Entrées de données enregistrées:
------
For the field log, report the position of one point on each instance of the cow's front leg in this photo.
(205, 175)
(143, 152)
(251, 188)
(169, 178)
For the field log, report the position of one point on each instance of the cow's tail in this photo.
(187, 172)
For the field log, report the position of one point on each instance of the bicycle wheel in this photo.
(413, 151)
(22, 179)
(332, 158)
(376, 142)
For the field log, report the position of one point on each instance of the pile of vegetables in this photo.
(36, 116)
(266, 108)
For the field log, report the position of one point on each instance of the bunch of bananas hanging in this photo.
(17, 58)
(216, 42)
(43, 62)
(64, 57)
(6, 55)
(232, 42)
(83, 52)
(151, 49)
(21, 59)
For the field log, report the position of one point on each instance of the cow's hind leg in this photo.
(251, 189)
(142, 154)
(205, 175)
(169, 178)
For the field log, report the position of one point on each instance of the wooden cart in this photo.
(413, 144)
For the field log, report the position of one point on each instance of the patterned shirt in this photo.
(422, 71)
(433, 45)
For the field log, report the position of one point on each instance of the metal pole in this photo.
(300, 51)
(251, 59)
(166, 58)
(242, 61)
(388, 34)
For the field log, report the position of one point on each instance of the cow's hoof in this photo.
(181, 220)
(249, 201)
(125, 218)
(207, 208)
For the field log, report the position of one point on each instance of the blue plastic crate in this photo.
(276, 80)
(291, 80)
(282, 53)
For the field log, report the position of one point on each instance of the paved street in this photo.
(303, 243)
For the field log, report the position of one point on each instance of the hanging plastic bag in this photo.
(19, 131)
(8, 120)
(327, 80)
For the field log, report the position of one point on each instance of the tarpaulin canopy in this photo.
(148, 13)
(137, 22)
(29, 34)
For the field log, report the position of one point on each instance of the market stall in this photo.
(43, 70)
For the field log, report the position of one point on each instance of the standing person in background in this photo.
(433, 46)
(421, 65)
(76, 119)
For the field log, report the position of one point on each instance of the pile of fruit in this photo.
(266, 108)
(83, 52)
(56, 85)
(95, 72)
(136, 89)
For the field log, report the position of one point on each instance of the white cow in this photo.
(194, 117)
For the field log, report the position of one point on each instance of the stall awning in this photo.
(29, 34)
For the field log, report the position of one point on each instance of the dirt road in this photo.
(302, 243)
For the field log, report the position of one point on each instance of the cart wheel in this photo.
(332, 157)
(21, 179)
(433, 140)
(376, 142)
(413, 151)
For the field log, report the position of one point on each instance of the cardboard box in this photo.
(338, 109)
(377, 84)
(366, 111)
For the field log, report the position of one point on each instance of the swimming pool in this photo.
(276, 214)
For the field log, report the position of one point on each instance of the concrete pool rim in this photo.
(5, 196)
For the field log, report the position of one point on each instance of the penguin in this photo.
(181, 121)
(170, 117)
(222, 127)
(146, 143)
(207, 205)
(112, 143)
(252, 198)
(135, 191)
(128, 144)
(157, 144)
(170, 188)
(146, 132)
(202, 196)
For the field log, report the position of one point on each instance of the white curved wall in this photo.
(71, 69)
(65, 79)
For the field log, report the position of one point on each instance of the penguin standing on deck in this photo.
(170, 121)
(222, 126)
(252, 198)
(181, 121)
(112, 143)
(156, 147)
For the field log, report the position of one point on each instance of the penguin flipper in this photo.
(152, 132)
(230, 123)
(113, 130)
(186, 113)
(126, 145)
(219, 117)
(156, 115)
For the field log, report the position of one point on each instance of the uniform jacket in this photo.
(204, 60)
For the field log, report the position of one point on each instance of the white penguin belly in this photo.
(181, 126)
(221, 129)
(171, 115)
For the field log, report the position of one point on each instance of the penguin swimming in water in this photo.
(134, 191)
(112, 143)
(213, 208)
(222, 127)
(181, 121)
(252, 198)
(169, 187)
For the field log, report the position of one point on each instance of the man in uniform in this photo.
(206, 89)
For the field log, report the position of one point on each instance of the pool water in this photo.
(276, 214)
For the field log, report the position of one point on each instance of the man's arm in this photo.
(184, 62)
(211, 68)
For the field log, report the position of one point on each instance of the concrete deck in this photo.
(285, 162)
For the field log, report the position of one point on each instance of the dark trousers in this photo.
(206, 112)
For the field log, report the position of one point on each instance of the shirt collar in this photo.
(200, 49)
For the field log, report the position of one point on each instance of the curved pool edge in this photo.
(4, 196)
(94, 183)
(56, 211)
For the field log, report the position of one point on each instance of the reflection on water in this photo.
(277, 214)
------
» **Problème posé**
Réécrivez les lignes allant de celle qui contient « concrete deck in this photo. » jusqu'à la dernière ligne, en substituant « gray trousers » à « dark trousers » et en laissant tout le reste inchangé.

» **Réponse à l'exercice**
For the field log, report the position of one point on each instance of the concrete deck in this photo.
(285, 162)
For the field log, report the position of one point on each instance of the gray trousers in this photo.
(206, 112)
For the field log, report the position of one point on each instance of the shirt collar in this photo.
(200, 49)
For the field log, report the position of one point on each instance of the curved pool edge in this photo.
(4, 196)
(94, 183)
(56, 211)
For the field log, report the position of one point on each instance of the reflection on water in this photo.
(277, 214)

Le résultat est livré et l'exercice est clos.